_What is asked_.
Quote, without change, all of the lines that follow.

_Data to process_.

--- --- ---

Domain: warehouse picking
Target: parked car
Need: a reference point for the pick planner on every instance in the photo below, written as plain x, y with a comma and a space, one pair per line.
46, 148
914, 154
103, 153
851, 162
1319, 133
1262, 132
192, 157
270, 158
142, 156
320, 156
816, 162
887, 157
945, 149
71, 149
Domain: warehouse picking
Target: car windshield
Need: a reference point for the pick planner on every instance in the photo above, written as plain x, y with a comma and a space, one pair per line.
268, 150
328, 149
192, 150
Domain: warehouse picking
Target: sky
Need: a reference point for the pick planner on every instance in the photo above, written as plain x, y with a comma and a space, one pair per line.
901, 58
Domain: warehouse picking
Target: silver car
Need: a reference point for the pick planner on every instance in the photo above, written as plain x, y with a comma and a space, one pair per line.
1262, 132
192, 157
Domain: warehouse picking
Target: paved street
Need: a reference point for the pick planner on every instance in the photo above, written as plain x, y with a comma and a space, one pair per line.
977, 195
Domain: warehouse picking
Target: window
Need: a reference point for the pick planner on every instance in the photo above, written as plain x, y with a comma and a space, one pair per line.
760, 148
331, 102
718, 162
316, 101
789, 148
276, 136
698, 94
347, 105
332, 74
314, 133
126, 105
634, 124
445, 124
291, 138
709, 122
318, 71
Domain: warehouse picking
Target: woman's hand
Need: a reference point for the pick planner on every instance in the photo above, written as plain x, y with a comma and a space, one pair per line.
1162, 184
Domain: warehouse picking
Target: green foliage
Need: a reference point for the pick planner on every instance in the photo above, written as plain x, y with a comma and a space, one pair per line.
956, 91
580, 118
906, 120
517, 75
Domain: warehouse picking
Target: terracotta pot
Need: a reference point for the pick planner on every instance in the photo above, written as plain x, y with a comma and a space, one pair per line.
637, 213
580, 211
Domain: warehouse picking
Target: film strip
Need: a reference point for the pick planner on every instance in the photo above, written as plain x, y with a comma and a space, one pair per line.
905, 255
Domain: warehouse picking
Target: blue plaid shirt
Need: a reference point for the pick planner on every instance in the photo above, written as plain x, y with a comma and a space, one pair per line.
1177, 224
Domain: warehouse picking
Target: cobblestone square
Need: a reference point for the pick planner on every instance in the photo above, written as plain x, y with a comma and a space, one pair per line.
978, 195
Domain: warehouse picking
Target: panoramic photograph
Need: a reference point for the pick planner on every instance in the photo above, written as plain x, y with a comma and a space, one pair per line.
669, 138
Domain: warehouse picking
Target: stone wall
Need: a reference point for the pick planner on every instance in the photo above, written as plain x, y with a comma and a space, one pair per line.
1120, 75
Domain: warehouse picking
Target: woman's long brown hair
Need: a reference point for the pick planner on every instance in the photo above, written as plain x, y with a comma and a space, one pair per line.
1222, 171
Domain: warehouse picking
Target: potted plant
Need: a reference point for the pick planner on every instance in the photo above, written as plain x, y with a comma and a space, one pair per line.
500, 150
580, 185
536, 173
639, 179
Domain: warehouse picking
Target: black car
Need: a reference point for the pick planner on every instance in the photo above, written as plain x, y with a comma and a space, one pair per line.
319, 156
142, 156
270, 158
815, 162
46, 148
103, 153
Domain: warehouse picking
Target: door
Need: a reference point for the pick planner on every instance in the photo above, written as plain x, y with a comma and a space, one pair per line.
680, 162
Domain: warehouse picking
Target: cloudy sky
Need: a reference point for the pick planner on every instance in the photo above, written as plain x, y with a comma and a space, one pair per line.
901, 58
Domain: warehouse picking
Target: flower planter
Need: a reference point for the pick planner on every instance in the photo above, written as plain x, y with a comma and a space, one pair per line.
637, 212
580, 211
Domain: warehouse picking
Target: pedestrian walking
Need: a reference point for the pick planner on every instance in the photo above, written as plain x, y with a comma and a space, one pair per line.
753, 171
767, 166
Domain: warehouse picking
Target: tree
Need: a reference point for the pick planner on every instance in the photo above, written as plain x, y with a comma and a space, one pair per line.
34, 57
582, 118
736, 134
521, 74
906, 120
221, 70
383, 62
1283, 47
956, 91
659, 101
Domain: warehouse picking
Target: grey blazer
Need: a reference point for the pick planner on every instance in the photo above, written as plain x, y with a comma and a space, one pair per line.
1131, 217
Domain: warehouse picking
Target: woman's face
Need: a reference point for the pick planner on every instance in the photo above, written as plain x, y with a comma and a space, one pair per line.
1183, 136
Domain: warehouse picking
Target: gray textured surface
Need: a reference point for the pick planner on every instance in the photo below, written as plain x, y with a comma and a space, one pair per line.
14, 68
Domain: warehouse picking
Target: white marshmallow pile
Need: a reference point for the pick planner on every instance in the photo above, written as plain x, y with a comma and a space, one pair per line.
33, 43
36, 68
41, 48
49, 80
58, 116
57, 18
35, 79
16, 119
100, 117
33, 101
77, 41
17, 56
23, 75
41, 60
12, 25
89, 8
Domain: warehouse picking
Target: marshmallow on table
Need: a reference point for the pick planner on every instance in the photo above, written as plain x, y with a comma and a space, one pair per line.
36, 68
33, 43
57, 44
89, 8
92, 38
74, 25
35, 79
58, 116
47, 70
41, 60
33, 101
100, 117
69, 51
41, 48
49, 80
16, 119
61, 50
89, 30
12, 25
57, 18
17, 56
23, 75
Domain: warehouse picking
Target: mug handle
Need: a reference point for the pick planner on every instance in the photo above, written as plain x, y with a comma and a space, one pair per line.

--- --- ---

_Reply_.
Domain: warehouse picking
Target: parked car
Need: a reference point for the pick planner on every instance in the photo below, written as plain x, y with a comma and a space, one pair per line.
46, 148
914, 154
103, 153
851, 162
1319, 133
1262, 132
192, 157
270, 158
142, 156
320, 156
816, 162
887, 157
945, 149
71, 149
Domain: warehouse picking
Target: car windshield
Need: a reference point for the pick planner on every instance in the photo above, written as plain x, y with a comma and a space, one pair per line.
268, 150
328, 149
192, 150
Domain: warehouse picking
Target: sky
Need: a reference point for the pick planner on every instance in the photo above, written as plain x, y with a comma and a space, one pair per line.
901, 58
Domain: warehouse picking
Target: silver car
Need: a reference point for the pick planner on every instance in the photo above, written as plain x, y with a comma and a space, one pair per line.
1262, 132
192, 157
Domain: warehouse picking
Target: paved street
Need: a reference point for the pick planner on every instance in the photo above, written as plain x, y with a comma and a space, one pair per line.
977, 195
Domain: warehouse picking
Target: window
Need: a reference point for the pick planner on every instance in the photo above, written as plain x, y with a comma and a space, one pair per line.
760, 148
331, 102
718, 162
316, 101
789, 148
276, 136
698, 94
347, 105
332, 74
314, 133
126, 105
634, 124
445, 124
291, 138
709, 122
318, 71
Domain: warehouse picking
Target: woman's hand
Need: a reference point for the pick planner on every instance in the photo above, written as plain x, y with a comma and a space, one pair per line.
1162, 184
Domain: warehouse picking
Target: green foliage
Need: a reference point for the pick planner on every instance in the photo above, written as plain x, y with a comma and a space, one pair per line.
956, 91
580, 118
906, 120
517, 75
Domain: warehouse picking
Target: terracotta pot
Need: a reference point for the pick planner on every instance in the photo above, written as plain x, y with a comma and a space, one pair per line.
637, 213
580, 211
Domain: warehouse picking
Target: film strip
Need: a reference point for the pick planner on every instance in the photo above, written as plain x, y with a comma and a space, one pair per line.
905, 255
Domain: warehouse picking
Target: blue plaid shirt
Need: a reference point for the pick planner on every instance in the photo above, written as plain x, y with a comma and a space, one pair per line.
1177, 224
Domain: warehouse picking
Target: cobblestone square
Need: a reference point for the pick planner on every instance in the photo above, written as plain x, y with a comma and a space, one pair per line.
978, 195
Domain: warehouse picking
Target: panoramic photograph
Need: a reference point for the pick planner on every instance in the photo above, written as plain x, y with a comma and a space, one pair per line.
669, 138
Domain: warehouse picking
Target: stone wall
Need: a reference point for the pick planner on every instance in the photo above, written as plain x, y with a comma and a space, one pair per line.
1120, 75
Domain: warehouse picking
Target: woman's long brown hair
Need: a reference point for the pick planner on every instance in the photo above, written as plain x, y with a comma and a space, one pair per line.
1222, 171
Domain: warehouse picking
Target: potted plant
Need: a reference point for the pick planner on every instance in the photo above, written as plain x, y with a comma and a space, one pair per line.
500, 150
580, 185
536, 173
639, 179
Domain: warehouse picking
Target: black car
Need: a reference point for the pick planner on every instance in the photo above, written as plain x, y with a comma and a space, one pair per line.
319, 156
142, 156
270, 158
815, 162
46, 148
103, 153
Domain: warehouse picking
Target: door
Need: a reference point for the pick planner on every instance in the photo above, written as plain x, y with a comma and a space, one pair per line.
680, 162
Domain: warehouse picking
Target: cloudy sky
Need: a reference point for the pick planner on every instance in the photo above, written as plain x, y with a comma and a space, one pair per line.
901, 58
Domain: warehouse picking
Target: flower planter
Need: a reference point for the pick planner on every instance in the photo above, written as plain x, y with a comma and a space, one pair per line.
637, 212
580, 211
Domain: warehouse picking
Target: pedestrian walking
Need: a reference point for the pick planner on every instance in the photo above, written as plain x, y with a comma and a space, one pair per line.
753, 171
767, 166
Domain: warehouse picking
Target: tree
Need: a reference point for the pick planner on every instance in the photo above, written as plain x, y with a comma and a space, one pair per line.
34, 57
582, 118
736, 134
521, 74
906, 120
221, 70
383, 62
1283, 47
956, 91
659, 101
Domain: warehouse picking
Target: grey blazer
Need: a reference point for the pick planner on every instance in the photo above, written as plain x, y with a comma and a space, one pair per line.
1131, 217
Domain: warehouse picking
Target: woman's face
Need: a reference point for the pick planner on every instance in the photo above, written as plain x, y with a comma and a space, one pair per line.
1183, 136
Domain: warehouse picking
Target: gray textured surface
Need: a reference point for the pick planner on every instance in the photo below, written as plain x, y with a comma and a space, one pair per line.
14, 68
Domain: warehouse picking
Target: white marshmallow pile
Need: a reference point for the pick planner on every instance in the photo above, written as plain x, y with a comma and a space, one pair per line.
33, 43
36, 68
41, 48
49, 80
58, 116
57, 18
35, 79
16, 119
100, 117
33, 101
77, 41
17, 56
23, 75
41, 60
12, 25
89, 8
Domain: warehouse picking
Target: marshmallow on table
Need: a reference point for the pick planner on every instance in the photo above, written as plain x, y with a comma and a space, one pair per line.
36, 68
33, 43
57, 44
89, 8
92, 38
74, 25
35, 79
58, 116
47, 70
41, 60
33, 101
100, 117
69, 51
41, 48
49, 80
16, 119
61, 50
89, 30
12, 25
57, 18
17, 56
23, 75
Domain: warehouse picking
Target: mug handle
Need: a reference point for the pick planner on every instance in the photo above, written as plain x, y with a comma and a space, one pair per line.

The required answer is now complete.